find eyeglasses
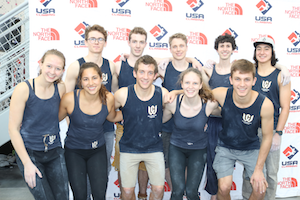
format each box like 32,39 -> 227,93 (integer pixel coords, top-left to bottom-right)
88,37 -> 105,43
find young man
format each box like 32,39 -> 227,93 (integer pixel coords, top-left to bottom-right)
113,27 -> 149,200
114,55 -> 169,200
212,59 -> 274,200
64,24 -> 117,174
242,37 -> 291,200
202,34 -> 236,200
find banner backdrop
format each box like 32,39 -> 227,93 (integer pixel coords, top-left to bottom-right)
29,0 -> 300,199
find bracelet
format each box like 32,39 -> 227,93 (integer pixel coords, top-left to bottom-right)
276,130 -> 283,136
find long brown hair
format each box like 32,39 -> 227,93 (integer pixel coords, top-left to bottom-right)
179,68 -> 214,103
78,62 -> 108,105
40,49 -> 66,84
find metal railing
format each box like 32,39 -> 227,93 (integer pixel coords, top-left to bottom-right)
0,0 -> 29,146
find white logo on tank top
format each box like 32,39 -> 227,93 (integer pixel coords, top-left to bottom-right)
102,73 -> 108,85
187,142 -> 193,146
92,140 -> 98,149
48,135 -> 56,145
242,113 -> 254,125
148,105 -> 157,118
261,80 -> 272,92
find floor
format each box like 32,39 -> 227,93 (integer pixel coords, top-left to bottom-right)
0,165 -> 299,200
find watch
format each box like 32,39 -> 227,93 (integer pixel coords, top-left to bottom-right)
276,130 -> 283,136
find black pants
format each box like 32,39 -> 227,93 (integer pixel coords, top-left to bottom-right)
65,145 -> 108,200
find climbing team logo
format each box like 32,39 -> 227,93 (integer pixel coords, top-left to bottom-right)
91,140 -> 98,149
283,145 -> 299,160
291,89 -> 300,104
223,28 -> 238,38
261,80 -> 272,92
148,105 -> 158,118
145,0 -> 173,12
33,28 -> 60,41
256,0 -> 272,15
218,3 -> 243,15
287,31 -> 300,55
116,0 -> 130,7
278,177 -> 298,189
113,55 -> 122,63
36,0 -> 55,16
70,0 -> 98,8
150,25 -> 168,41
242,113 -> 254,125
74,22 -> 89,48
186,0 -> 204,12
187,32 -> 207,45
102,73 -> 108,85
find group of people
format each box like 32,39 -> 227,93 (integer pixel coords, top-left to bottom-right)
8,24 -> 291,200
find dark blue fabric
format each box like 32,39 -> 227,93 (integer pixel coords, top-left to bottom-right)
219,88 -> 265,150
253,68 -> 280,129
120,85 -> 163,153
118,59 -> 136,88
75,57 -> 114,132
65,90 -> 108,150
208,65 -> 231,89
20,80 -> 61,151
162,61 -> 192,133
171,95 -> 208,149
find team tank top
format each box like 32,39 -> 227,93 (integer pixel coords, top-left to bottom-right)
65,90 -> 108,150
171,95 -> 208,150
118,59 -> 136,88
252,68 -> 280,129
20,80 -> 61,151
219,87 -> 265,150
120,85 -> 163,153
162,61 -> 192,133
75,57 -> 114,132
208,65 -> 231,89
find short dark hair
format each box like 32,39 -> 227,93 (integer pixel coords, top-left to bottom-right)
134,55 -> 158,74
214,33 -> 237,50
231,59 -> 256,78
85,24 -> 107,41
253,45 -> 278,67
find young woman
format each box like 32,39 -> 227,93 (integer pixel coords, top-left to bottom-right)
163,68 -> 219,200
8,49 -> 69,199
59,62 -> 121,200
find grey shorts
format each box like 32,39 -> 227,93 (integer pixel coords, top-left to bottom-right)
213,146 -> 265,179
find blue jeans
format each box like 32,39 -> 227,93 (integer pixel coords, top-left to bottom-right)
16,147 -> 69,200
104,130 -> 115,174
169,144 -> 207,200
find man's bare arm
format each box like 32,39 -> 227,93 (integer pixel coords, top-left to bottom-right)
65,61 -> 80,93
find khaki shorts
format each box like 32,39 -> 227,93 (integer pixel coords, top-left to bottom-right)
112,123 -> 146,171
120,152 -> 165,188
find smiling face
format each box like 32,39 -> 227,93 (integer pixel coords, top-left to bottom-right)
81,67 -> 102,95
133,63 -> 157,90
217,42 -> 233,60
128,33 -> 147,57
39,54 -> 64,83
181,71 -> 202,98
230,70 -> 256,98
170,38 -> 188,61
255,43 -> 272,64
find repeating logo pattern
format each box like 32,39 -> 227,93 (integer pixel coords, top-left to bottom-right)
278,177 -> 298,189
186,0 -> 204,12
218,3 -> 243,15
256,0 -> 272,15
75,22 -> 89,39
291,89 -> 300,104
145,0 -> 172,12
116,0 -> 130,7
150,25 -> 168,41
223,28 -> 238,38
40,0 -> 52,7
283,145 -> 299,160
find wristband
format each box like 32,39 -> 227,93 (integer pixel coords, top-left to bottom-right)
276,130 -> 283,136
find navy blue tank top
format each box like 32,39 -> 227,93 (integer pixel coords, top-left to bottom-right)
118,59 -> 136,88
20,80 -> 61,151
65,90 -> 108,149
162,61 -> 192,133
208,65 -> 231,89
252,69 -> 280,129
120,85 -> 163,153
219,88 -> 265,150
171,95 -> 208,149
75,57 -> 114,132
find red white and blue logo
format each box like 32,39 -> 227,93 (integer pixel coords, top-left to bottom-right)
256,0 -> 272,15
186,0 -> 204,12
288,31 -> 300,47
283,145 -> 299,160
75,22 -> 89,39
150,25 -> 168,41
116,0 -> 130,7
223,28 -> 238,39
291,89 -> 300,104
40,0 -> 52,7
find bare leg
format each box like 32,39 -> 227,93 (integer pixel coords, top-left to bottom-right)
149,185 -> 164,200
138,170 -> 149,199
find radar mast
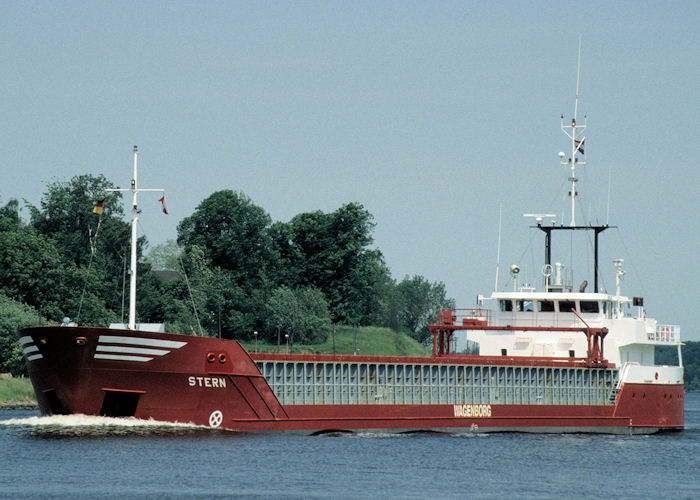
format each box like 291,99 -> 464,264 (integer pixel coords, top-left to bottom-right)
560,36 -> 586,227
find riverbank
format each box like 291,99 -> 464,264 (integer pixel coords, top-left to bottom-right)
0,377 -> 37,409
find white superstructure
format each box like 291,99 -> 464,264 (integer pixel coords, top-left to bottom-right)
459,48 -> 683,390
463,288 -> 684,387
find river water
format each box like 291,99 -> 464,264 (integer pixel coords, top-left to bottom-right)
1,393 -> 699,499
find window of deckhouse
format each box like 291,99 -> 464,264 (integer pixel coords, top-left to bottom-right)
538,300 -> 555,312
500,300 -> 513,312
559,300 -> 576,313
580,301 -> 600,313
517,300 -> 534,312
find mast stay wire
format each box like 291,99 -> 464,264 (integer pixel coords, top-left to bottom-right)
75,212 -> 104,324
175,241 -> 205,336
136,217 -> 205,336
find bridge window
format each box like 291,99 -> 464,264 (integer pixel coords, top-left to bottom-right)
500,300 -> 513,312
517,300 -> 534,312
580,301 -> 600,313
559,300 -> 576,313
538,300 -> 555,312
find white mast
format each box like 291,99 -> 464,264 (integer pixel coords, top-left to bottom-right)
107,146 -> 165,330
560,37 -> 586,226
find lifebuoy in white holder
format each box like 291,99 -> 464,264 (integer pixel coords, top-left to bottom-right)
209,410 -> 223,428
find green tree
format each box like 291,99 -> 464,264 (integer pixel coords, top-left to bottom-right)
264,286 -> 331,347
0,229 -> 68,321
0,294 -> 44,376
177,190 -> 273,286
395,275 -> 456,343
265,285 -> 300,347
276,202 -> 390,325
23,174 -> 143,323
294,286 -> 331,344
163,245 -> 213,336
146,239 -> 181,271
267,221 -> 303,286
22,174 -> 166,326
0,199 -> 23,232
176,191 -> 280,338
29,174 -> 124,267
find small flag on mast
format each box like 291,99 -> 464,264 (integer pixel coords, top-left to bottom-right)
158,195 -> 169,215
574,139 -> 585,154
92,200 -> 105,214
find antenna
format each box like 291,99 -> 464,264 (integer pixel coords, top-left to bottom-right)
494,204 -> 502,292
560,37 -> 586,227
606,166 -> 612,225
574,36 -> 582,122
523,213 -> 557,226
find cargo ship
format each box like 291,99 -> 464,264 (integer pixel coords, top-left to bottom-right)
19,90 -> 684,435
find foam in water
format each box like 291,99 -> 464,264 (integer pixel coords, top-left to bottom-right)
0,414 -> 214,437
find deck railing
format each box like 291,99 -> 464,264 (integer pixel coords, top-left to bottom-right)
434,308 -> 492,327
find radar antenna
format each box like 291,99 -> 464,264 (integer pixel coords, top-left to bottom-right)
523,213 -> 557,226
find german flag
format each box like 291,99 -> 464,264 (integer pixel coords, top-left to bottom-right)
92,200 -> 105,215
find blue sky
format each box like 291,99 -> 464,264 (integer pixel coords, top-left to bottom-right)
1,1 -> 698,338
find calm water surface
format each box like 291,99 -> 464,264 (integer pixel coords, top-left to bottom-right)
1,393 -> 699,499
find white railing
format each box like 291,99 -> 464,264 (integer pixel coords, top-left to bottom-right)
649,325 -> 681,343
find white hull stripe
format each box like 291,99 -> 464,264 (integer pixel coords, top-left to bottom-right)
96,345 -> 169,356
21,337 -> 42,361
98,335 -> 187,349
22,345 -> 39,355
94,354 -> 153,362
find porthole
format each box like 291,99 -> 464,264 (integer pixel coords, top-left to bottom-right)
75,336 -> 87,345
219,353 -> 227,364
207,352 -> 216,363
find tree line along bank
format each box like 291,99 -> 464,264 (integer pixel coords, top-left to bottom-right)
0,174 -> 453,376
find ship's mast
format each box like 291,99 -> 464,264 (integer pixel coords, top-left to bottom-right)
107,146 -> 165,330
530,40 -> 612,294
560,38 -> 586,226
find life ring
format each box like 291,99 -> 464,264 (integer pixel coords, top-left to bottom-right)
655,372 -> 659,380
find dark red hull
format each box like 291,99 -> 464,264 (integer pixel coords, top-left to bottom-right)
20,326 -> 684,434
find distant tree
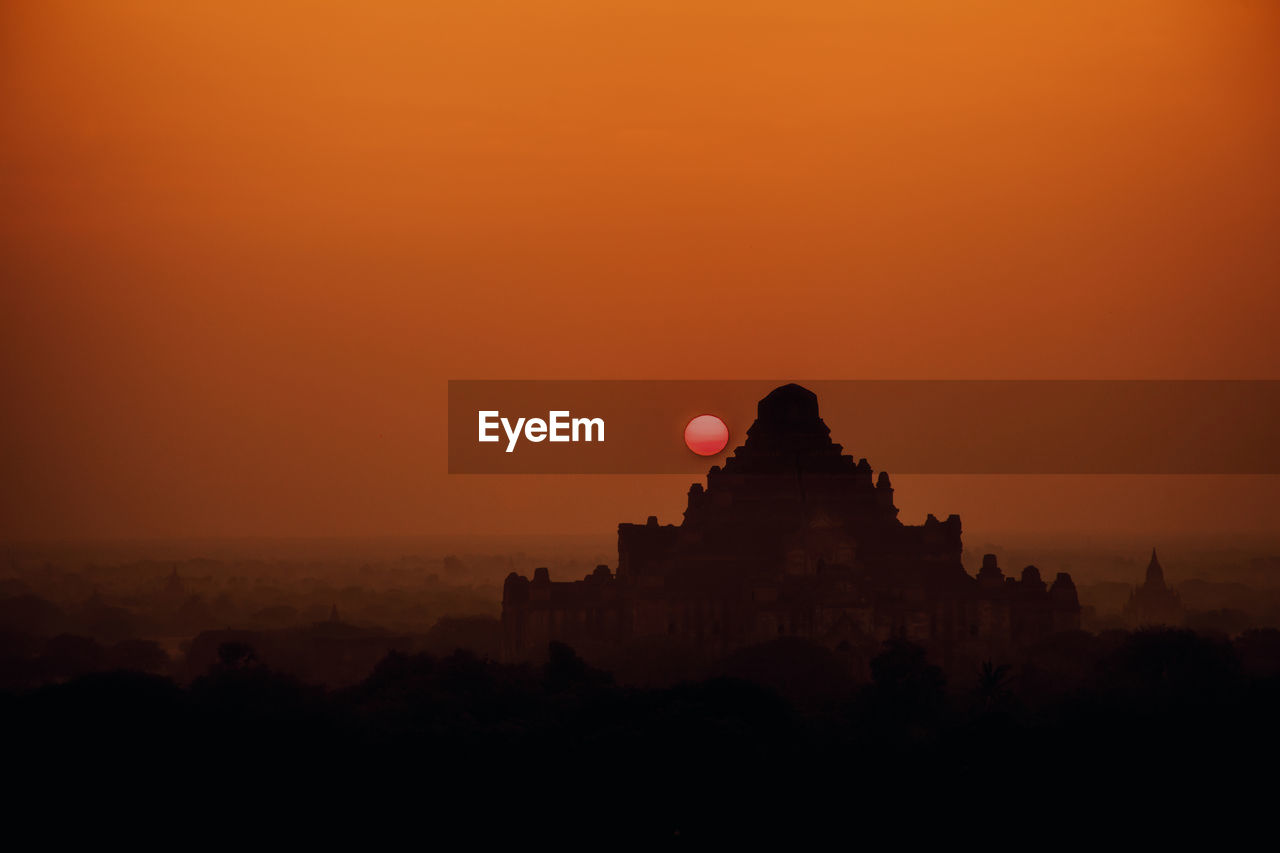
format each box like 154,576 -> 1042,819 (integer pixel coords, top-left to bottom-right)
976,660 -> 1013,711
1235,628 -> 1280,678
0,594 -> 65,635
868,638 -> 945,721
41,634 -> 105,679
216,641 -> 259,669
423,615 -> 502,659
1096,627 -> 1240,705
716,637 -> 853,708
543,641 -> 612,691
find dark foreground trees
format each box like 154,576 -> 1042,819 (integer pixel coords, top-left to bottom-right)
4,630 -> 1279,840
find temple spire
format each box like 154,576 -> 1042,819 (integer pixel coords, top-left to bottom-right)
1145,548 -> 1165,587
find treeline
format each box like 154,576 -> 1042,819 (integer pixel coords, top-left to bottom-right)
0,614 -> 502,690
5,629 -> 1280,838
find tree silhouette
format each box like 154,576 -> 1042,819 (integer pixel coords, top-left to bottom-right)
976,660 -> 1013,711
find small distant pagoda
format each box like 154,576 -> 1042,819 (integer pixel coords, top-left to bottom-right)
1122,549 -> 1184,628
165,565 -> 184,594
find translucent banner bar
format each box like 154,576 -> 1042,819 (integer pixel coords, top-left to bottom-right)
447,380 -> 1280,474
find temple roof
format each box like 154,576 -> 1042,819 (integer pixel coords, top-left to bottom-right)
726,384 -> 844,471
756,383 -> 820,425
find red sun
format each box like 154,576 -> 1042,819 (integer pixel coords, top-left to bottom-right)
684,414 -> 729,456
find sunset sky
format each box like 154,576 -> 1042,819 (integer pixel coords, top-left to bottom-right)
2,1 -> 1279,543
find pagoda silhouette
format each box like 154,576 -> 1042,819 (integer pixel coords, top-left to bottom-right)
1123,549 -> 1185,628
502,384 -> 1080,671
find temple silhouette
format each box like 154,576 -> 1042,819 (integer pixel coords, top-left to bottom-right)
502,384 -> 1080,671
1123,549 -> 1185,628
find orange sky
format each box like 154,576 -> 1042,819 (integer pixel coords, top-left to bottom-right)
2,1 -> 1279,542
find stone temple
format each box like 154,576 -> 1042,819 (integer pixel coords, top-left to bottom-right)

TASK TO CARRY OUT: Ending at the line with "find banner backdrop", reproduce exactly the lines that begin at the top of the data, and include no pictures.

EXERCISE RESULT:
find eyeglasses
format each box like 32,39 -> 227,93 (integer pixel coords, top-left to bottom-right)
88,37 -> 105,43
find young man
format each box like 32,39 -> 227,93 (integer pixel coords, top-left to bottom-right)
113,27 -> 149,200
114,55 -> 169,200
212,59 -> 274,200
64,24 -> 117,174
242,37 -> 291,200
202,34 -> 236,200
find banner backdrop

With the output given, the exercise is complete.